■ **DOCUMENT EXTRACT**:
Forest City's Massive 5M Development Wins Final Approval

After a seven-hour public hearing yesterday evening, the Board of Supervisors voted to strike down appeals and approve Forest City's 5M Project.

As we previously reported, the four-acre site includes parcels at Fifth, Mission and Howard streets owned by the San Francisco Chronicle. Forest City has been working with the city and community members over the past eight years to devise a plan that turns underutilized parking lots and commercial buildings on those parcels into mixed-use office and residential towers between 200 and 450 feet high, while preserving the historic Chronicle, Camelline and Dempster buildings.

During yesterday's public hearing, the full Board of Supervisors was required to consider appeals of the environmental review and office space allocation filed by the South of Market Action Committee, South of Market Community Action Network, Save Our SoMa and Friends of Boeddeker Park, and approve or deny the creation of the 5M Special Use District that would amend the area's existing zoning to allow the developer to construct towers on the lots.

While Supervisor Jane Kim announced last week that Forest City had agreed to make 40 percent of the proposed 610 units affordable for low- and middle-income individuals and families, about 70 residents spoke in favor of the appeals.

In opening remarks, an attorney for the appellants argued that the environmental review certified by the Planning Commission in September was defective for many reasons. The report included multiple different project descriptions that were misleading to the public, she said; it did not analyze the environmental impacts of a version of the project that adhered to the neighborhood's existing zoning controls; and it was compiled in 2012 during the recession and does not take into consideration the growth the neighborhood is currently undergoing. Additionally, the shadowing effects on Boeddeker and Yerba Buena Gardens and the quality of the project's proposed public open spaces were not studied sufficiently, she argued.


When pressed by Supervisor Jane Kim for more detailed examples of how these claims rendered the EIR defective, the attorney refused, noting that a letter submitted by the appellants provided those facts.

During public comment, droves of Filipino residents and community service providers urged the board to side with the appellants, underscoring the project's potential to raise property values, incite evictions, and flood the area with new residents and workers that will overwhelm the existing working class community. Speakers highlighted the city's history of displacing the Filipino community for development — citing the I Hotel evictions that disbanded the former Manilatown in the current Financial District and demolition of homes and businesses to create Yerba Buena Gardens  — and called these acts systematic oppression and racism. Echoing the sentiments of an op-ed published in the Examiner earlier this week, many also argued that the project would be zero percent affordable to low-income individuals and families currently in the neighborhood.

■ **STATED PROBLEM A**: According to the article on the 5M Project, what share of the proposed 610 units did Forest City agree to make affordable?

■ **Pointing dataset excerpts**:
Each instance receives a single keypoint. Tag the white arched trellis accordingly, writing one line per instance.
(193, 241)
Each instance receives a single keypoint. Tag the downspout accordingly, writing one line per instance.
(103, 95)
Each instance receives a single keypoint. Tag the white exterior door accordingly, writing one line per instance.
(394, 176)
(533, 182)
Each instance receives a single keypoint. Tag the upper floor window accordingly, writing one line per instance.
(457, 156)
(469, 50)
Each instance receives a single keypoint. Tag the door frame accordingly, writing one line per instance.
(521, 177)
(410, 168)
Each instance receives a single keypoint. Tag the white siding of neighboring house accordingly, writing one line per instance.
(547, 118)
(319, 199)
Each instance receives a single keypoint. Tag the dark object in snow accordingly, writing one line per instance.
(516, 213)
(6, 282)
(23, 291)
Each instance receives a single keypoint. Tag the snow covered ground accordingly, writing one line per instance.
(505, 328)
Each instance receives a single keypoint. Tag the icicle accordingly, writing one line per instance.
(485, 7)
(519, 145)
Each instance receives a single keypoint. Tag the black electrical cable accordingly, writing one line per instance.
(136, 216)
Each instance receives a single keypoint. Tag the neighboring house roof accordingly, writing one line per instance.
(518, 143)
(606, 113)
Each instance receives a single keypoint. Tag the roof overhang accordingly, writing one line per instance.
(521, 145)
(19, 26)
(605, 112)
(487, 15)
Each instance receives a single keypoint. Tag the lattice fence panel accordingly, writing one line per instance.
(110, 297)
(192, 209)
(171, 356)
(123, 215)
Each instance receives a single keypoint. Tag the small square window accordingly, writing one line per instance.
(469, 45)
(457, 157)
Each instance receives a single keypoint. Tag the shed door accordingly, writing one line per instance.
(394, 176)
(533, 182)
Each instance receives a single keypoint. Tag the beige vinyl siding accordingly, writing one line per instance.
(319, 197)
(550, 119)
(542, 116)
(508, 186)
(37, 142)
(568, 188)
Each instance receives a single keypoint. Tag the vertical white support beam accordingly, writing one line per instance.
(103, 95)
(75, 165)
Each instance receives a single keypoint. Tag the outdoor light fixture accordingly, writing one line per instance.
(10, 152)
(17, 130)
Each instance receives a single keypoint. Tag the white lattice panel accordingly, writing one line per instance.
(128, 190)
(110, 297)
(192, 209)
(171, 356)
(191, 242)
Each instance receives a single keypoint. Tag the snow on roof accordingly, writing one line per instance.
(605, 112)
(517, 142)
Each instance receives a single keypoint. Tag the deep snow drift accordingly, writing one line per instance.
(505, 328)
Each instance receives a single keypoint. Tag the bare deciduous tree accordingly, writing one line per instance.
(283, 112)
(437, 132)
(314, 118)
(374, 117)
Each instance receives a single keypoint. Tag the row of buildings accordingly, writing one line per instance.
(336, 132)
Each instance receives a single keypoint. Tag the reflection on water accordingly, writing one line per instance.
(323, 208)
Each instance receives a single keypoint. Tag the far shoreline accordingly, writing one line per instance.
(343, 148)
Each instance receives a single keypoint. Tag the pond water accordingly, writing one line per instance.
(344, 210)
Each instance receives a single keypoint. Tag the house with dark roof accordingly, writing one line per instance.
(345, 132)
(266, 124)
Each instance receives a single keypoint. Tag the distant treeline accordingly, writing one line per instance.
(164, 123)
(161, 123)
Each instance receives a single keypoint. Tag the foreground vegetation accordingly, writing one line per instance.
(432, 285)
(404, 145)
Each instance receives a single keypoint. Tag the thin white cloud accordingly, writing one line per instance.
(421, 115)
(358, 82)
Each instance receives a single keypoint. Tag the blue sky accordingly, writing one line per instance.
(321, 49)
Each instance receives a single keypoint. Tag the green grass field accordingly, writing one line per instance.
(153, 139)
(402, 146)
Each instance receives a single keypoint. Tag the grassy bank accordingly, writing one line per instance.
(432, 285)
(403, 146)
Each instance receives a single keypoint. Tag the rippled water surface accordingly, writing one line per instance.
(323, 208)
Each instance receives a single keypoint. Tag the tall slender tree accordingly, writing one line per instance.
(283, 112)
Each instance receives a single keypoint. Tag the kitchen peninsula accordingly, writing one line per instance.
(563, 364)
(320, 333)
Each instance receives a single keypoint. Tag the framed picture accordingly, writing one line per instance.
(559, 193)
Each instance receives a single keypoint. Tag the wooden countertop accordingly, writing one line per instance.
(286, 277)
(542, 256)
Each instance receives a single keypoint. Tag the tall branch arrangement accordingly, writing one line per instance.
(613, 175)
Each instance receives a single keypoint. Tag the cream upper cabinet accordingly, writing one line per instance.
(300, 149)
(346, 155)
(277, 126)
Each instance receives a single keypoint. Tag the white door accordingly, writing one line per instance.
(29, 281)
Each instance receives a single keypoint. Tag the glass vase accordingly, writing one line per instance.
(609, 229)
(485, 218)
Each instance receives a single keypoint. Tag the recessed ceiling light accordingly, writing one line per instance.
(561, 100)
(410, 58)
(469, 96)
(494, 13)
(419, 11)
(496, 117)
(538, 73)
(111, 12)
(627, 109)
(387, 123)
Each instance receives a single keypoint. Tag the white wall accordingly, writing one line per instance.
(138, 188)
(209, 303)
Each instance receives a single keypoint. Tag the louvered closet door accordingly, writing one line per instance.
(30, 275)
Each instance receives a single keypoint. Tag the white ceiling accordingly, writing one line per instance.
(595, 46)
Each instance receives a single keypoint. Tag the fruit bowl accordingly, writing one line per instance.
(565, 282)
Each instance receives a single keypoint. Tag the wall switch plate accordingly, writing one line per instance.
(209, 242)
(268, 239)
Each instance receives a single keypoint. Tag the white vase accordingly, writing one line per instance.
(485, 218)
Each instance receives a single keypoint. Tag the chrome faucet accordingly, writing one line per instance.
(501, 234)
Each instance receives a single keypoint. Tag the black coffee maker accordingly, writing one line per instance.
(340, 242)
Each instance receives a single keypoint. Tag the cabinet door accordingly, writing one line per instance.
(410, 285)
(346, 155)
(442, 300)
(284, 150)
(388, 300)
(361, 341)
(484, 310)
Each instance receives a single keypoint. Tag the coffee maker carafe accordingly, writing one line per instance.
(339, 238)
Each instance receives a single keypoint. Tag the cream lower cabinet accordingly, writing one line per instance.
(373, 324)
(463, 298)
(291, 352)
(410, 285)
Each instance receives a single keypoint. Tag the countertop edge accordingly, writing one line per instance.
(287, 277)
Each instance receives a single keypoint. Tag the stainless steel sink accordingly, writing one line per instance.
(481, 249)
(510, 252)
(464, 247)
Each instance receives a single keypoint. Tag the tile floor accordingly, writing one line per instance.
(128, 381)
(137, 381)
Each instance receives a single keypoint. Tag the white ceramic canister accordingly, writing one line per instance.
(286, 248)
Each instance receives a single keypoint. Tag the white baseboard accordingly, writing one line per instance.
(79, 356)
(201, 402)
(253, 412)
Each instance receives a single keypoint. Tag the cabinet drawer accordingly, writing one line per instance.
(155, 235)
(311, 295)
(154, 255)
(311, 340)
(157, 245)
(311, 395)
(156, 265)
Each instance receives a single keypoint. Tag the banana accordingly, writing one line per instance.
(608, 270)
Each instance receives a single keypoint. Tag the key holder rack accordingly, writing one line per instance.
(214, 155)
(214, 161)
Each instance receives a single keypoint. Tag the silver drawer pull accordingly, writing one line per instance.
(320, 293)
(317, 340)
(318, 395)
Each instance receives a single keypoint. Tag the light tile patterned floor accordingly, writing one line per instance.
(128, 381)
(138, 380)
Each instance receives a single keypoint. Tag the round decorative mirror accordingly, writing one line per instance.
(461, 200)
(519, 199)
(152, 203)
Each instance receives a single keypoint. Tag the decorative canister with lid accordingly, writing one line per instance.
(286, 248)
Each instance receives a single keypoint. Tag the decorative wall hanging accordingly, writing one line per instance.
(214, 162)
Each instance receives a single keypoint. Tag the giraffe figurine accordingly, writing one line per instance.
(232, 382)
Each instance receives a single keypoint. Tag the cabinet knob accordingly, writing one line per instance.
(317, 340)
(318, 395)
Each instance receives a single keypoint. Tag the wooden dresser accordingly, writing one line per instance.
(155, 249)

■ **STATED PROBLEM B**: Put the lines of the records from the line with "Each instance receives a single keypoint. Tag the light" through the end of the records into a Markdown table with the columns Row and Line, and leave out any blank lines.

■ **WRITTEN REPLY A**: 40 percent

■ **WRITTEN REPLY B**:
| Row | Line |
|---|---|
| 1 | Each instance receives a single keypoint. Tag the light tile patterned floor accordingly, writing one line per instance. |
| 2 | (128, 381) |
| 3 | (138, 380) |
| 4 | Each instance receives a single keypoint. Tag the round decorative mirror accordingly, writing one line per instance. |
| 5 | (461, 200) |
| 6 | (519, 199) |
| 7 | (152, 203) |
| 8 | Each instance receives a single keypoint. Tag the decorative canister with lid accordingly, writing one line per instance. |
| 9 | (286, 248) |
| 10 | Each instance receives a single keypoint. Tag the decorative wall hanging accordingly, writing one line per instance. |
| 11 | (214, 162) |
| 12 | Each instance receives a single keypoint. Tag the giraffe figurine accordingly, writing one line per instance. |
| 13 | (232, 382) |
| 14 | Each instance receives a single keypoint. Tag the cabinet knob accordingly, writing one line per instance. |
| 15 | (317, 340) |
| 16 | (318, 395) |
| 17 | Each instance receives a single keypoint. Tag the wooden dresser accordingly, writing one line per instance. |
| 18 | (155, 249) |